WHAT TO WORK ON
Please pick up the article on the proposed 2017 Philippine budget for public order and safety after its last sentence and keep writing it.

EXCERPTED TEXT
By Karol Ilagan
Philippine Center for Investigative Journalism
EVEN PEACE and order come with a price tag, and next year ours may cost us P206.57 billion. Yet as hefty as that may look, it actually translates to just six percent of the total proposed P3.35 trillion budget for 2017. That share of the budget pie is also pretty much what the public order and safety sector has been getting in the last few years.
As in previous years, social services and economic services will get the biggest slices, at 40.14 percent and 27.58 percent, respectively. Only debt-service interest shows a substantial reduction, from 13.09 percent of the total budget in 2016 to 10 percent of the proposed 2017 budget.
But with President Rodrigo R. Duterte saying in his budget message that “real development cannot be achieved if our people do not feel safe and secure,” it could only be expected for agencies entrusted of the country’s public order and safety to have beefed-up proposed budgets. These include the Department of Justice, Department of the Interior and Local Government, Department of National Defense, the Judiciary, and the Office of the Ombudsman, all of which have projected increases for next year.
At least three agencies directly involved in the Duterte administration’s current war on drugs – the Philippine National Police (PNP), the Philippine Drug Enforcement Agency (PDEA), and the Dangerous Drugs Board (DDB) – also have proposed budget hikes in 2017. But these have not exactly been drastic and have only been consistent with the increases they obtained in previous years. Too, each agency’s performance targets have almost remained the same, with some bearing similar goals as in 2016 and 2015.
The 2017 budget proposal uses performance information to guide fund allocation. This means each program, activity, and project that the government will fund is linked to major final outputs that departments and agencies must deliver according to their mandates. Begun in 2014, this “performance-informed budgeting” approach aims to ensure that each peso in the budget corresponds to results that agencies must achieve.
A lot more for PNP
For instance, the 2017 National Expenditure Program shows that PNP’s key strategy is to improve safety in the community. To measure the police’s performance in achieving this goal, the PNP has set targets for three performance indicators. For 2017, it aims to reach 66-percent feeling of safety in the National Safety Index, a five-percent reduction in the National Index Crime Rate, and a five-percent increase in Crime Solution Efficiency.

GIVEN DATA
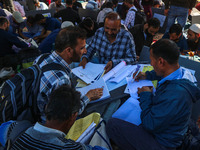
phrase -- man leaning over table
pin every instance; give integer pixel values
(70, 45)
(194, 38)
(111, 43)
(166, 113)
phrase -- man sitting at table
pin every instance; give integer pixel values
(194, 38)
(70, 45)
(111, 43)
(166, 113)
(175, 34)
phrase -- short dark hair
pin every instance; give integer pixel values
(38, 17)
(167, 49)
(129, 1)
(153, 22)
(112, 16)
(3, 20)
(69, 2)
(175, 28)
(31, 19)
(67, 37)
(109, 5)
(115, 2)
(64, 101)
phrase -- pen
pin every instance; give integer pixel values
(138, 71)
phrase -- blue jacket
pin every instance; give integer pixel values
(166, 113)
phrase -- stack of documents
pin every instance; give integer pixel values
(98, 84)
(90, 72)
(83, 129)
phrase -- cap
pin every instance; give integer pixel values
(18, 17)
(66, 24)
(195, 28)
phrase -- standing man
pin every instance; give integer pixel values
(130, 16)
(143, 34)
(111, 43)
(68, 14)
(50, 24)
(166, 113)
(57, 5)
(178, 9)
(176, 34)
(70, 45)
(194, 38)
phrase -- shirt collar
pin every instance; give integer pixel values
(61, 60)
(44, 129)
(174, 75)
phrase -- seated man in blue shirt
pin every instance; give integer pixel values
(175, 34)
(49, 25)
(61, 113)
(111, 43)
(33, 28)
(7, 39)
(166, 113)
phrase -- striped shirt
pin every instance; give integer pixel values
(52, 79)
(40, 137)
(123, 48)
(130, 18)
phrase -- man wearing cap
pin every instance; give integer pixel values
(15, 21)
(194, 38)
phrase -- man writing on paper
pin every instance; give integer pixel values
(69, 45)
(61, 112)
(166, 113)
(111, 43)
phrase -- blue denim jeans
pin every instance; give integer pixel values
(179, 13)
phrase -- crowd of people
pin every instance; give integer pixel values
(113, 37)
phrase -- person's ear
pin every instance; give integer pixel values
(161, 62)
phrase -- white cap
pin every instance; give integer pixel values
(195, 28)
(66, 24)
(18, 17)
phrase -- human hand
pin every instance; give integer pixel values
(145, 89)
(166, 12)
(108, 66)
(83, 62)
(140, 76)
(95, 94)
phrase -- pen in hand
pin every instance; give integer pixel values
(138, 71)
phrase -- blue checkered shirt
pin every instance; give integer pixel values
(123, 48)
(52, 79)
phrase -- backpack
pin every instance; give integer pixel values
(140, 17)
(11, 131)
(18, 95)
(191, 140)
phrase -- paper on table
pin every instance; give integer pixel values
(132, 86)
(98, 84)
(127, 70)
(90, 72)
(130, 111)
(113, 71)
(86, 135)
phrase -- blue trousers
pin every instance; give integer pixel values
(179, 13)
(128, 136)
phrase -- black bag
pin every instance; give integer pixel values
(192, 138)
(18, 97)
(140, 17)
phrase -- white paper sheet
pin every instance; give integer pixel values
(133, 86)
(127, 70)
(98, 84)
(90, 72)
(86, 135)
(114, 71)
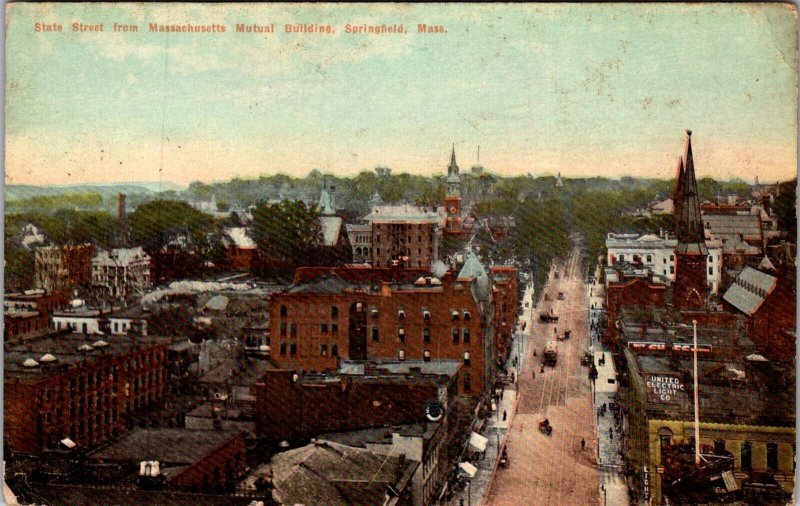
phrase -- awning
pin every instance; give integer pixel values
(477, 442)
(467, 469)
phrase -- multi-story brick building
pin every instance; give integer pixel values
(406, 235)
(72, 386)
(506, 299)
(63, 267)
(121, 272)
(365, 314)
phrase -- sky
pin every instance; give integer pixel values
(580, 89)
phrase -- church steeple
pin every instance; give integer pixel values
(689, 224)
(453, 167)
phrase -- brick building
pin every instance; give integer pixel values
(505, 296)
(189, 460)
(632, 292)
(770, 303)
(63, 267)
(71, 386)
(293, 407)
(405, 236)
(366, 314)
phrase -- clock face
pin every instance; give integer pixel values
(434, 411)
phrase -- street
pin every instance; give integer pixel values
(555, 469)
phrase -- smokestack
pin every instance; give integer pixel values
(122, 222)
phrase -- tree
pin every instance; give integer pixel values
(180, 238)
(288, 231)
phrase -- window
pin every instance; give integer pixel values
(772, 456)
(747, 456)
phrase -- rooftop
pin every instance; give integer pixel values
(168, 446)
(334, 474)
(380, 435)
(70, 350)
(740, 391)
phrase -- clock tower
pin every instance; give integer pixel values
(452, 199)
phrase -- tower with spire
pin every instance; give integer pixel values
(452, 199)
(691, 254)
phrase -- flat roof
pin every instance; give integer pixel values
(65, 348)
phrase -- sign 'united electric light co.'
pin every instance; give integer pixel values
(664, 388)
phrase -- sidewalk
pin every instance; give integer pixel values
(496, 429)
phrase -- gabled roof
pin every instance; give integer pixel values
(749, 290)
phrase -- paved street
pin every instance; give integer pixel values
(552, 470)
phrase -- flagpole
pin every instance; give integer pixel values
(696, 402)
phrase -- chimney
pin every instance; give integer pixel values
(122, 222)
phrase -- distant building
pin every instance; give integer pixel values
(121, 272)
(240, 248)
(72, 386)
(63, 267)
(656, 253)
(361, 241)
(363, 313)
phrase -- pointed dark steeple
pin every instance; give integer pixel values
(689, 226)
(453, 168)
(676, 196)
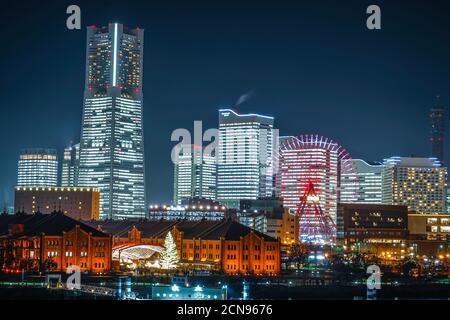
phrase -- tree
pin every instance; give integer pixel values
(168, 258)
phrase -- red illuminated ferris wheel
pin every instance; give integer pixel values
(309, 168)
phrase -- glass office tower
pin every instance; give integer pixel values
(363, 183)
(112, 146)
(194, 174)
(245, 157)
(70, 166)
(38, 168)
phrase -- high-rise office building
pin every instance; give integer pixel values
(245, 157)
(38, 167)
(419, 183)
(194, 174)
(112, 146)
(70, 166)
(437, 130)
(362, 184)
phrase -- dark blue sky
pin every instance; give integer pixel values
(313, 65)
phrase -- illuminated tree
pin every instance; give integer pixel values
(168, 258)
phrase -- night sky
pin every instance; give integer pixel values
(313, 65)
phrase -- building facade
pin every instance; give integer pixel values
(267, 215)
(216, 246)
(207, 210)
(437, 130)
(377, 229)
(362, 184)
(195, 174)
(76, 202)
(429, 234)
(112, 140)
(38, 167)
(70, 166)
(245, 157)
(52, 243)
(419, 183)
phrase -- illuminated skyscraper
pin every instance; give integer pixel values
(194, 174)
(362, 184)
(419, 183)
(38, 167)
(245, 157)
(112, 146)
(437, 121)
(70, 166)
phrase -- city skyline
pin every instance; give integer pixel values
(407, 134)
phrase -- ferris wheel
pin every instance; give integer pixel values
(307, 178)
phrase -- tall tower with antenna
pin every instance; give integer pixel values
(437, 130)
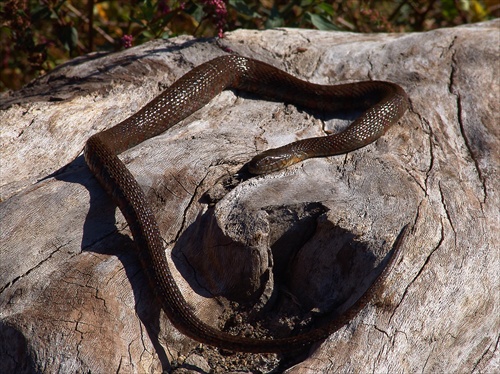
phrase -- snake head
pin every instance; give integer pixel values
(275, 159)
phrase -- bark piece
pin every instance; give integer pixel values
(73, 297)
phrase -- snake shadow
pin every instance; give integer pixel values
(100, 235)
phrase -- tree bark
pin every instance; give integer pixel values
(296, 243)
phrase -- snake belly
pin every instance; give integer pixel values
(381, 103)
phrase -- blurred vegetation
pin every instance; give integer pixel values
(37, 35)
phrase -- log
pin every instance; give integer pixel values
(263, 255)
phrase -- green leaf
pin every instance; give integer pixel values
(321, 23)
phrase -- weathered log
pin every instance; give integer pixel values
(307, 240)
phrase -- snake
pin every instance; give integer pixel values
(381, 105)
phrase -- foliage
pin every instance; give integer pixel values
(37, 35)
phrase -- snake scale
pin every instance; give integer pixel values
(381, 103)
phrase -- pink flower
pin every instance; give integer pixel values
(126, 41)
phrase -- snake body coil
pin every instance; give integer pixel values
(383, 104)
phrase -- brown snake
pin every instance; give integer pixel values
(382, 103)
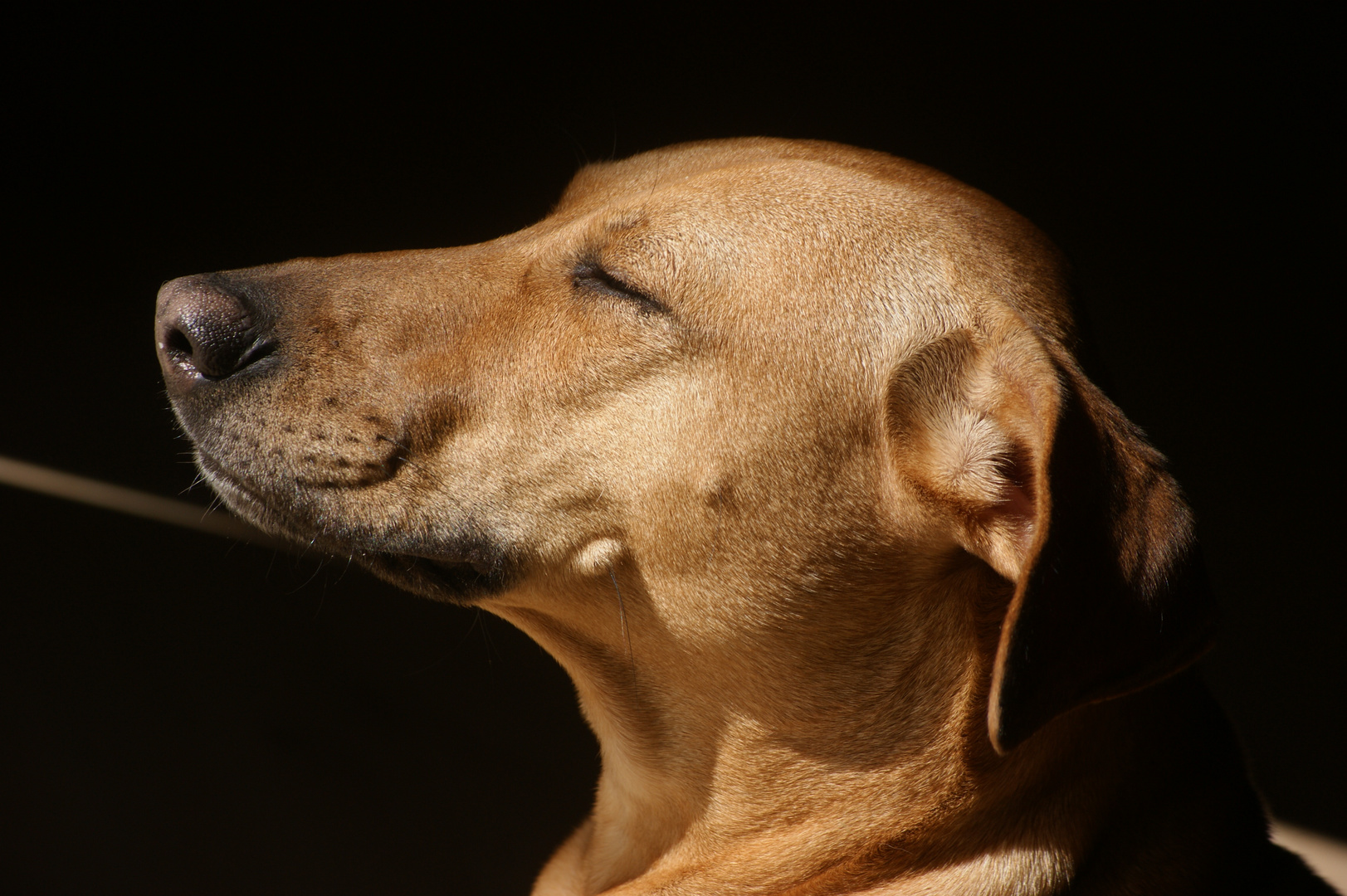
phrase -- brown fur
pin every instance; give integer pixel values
(780, 449)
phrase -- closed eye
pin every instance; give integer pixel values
(590, 276)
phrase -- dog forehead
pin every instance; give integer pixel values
(892, 224)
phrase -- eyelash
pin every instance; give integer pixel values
(589, 275)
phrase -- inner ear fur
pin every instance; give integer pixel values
(1053, 488)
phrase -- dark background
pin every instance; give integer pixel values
(183, 714)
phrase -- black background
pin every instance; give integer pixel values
(183, 714)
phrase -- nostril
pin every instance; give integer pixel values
(207, 330)
(177, 343)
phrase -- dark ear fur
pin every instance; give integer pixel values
(1050, 484)
(1115, 597)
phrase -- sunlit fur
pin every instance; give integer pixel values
(784, 522)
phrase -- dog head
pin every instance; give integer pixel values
(771, 391)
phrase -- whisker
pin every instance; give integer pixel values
(622, 615)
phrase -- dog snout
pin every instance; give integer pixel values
(207, 330)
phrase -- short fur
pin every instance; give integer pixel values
(780, 449)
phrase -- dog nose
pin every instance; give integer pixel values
(205, 329)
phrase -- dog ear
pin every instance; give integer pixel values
(1048, 483)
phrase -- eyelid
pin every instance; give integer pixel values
(590, 275)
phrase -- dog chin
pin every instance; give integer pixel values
(439, 580)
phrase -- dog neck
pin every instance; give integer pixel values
(715, 775)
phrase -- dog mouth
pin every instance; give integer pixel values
(473, 567)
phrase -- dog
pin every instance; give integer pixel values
(783, 451)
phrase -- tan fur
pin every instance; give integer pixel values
(849, 562)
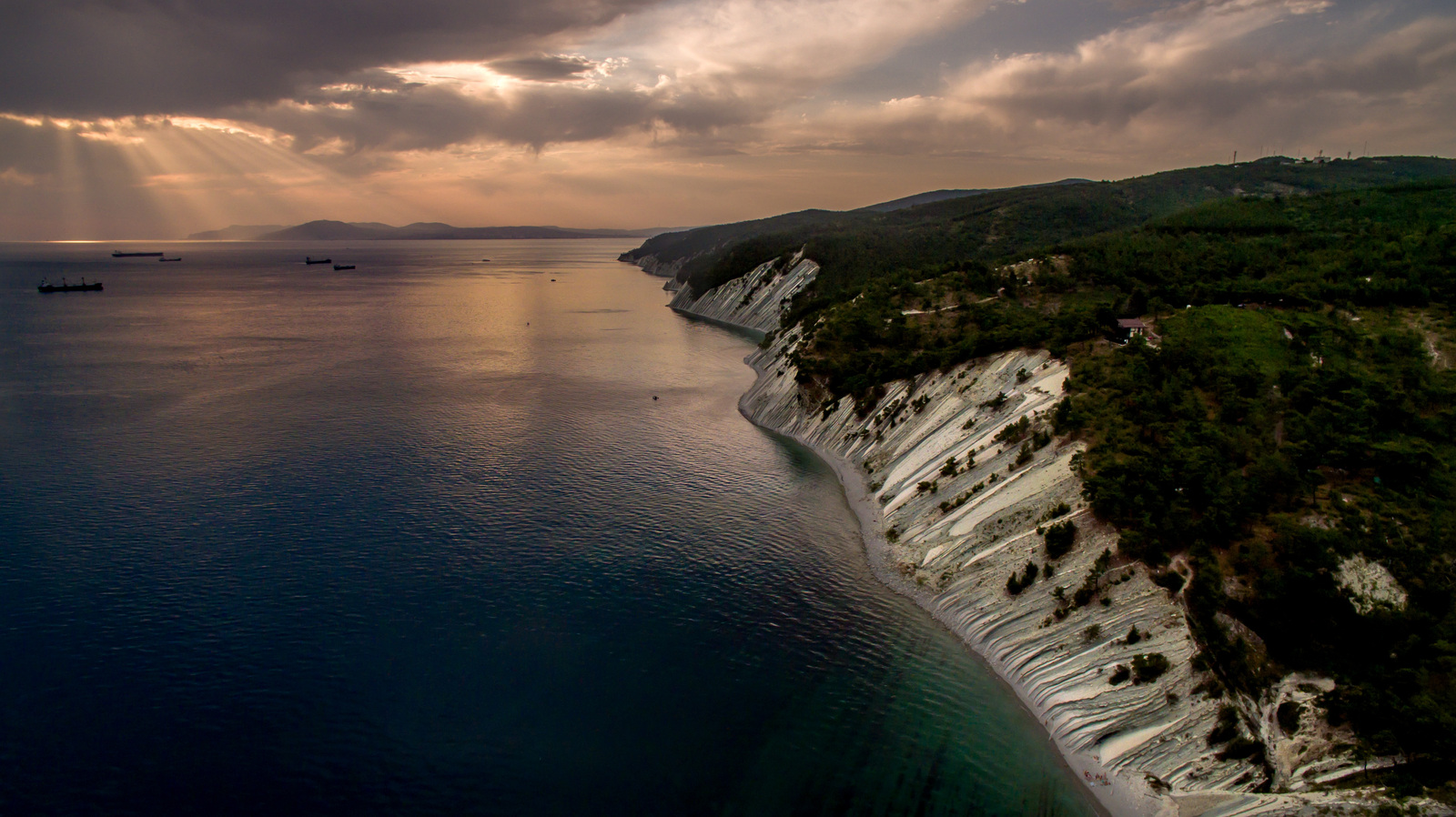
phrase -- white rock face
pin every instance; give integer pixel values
(753, 302)
(1140, 747)
(956, 564)
(1370, 586)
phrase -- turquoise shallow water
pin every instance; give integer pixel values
(417, 540)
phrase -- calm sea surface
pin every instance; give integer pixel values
(417, 540)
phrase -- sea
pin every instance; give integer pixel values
(473, 528)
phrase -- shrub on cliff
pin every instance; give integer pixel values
(1060, 538)
(1149, 667)
(1028, 576)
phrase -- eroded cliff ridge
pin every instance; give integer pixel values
(753, 302)
(958, 482)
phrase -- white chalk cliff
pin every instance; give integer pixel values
(951, 540)
(753, 302)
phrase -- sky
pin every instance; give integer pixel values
(157, 118)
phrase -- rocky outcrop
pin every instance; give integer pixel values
(753, 302)
(953, 506)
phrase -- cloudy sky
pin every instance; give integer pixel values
(153, 118)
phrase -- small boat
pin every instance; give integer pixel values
(67, 287)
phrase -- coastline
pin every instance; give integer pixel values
(1107, 802)
(951, 501)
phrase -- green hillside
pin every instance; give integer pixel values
(1293, 409)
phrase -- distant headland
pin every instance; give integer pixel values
(325, 230)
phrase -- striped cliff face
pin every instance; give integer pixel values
(753, 302)
(953, 504)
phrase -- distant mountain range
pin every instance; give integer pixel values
(324, 230)
(943, 196)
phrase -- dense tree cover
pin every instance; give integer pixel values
(1295, 408)
(858, 247)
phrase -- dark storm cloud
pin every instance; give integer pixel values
(123, 57)
(376, 111)
(543, 69)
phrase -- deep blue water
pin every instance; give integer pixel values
(417, 540)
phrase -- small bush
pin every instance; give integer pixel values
(1060, 538)
(1289, 714)
(1171, 580)
(1149, 667)
(1014, 431)
(1242, 747)
(1227, 729)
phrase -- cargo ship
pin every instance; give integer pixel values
(66, 287)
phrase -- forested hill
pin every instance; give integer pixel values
(1280, 449)
(861, 245)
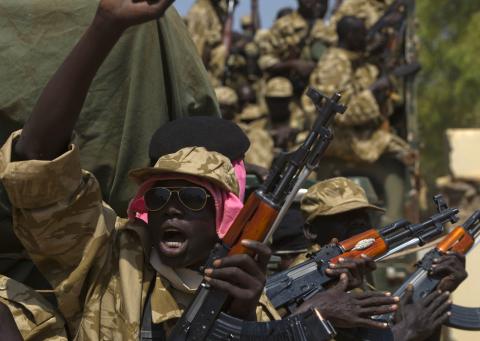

RESULT FOR THIS EXERCISE
Except for an increase in the number of crime investigations taken, PNP’s goals for 2017 mirror the targets it set in 2015 and 2016.
The difference is PNP gets more funding next year. From P88.6 billion in 2016, President Duterte proposed P110.4 billion for the police in 2017. Nearly 25 percent higher than its budget this year, the additional funding for PNP will be used “to hire more policemen, buy more guns and patrol vehicles, and finance other activities for more effective crime suppression.”
Up 20% for PDEA
PDEA, the lead agency in the fight against illegal drugs, will also get more funds in 2017 after experiencing a budget cut this year. Higher by 20 percent, PDEA’s proposed budget next year is P1.22 billion.
PDEA’s key strategy is to “eliminate the supply and demand of illegal drugs through effective and efficient drug law enforcement.” To achieve this, PDEA’s main output is to reduce and suppress the supply of dangerous drugs.
While PDEA does aim for a slightly higher percentage of high-impact operations successfully conducted, as well as an increase in the average percentage of drug-related information and reports acted within one hour, its number of “high-value targets arrested and charged” vis-a-vis number of “arrested drug personalities” per semester stayed at 50 percent.
DDB: 2% cut in users
DDB meanwhile has been aiming to reduce the number of drug users in the country by a modest two percent annually for a few years now. Based on its own estimates, it seems to have been meeting that challenge, resulting in a decrease in the number of “dangerous drug users” in the last three years.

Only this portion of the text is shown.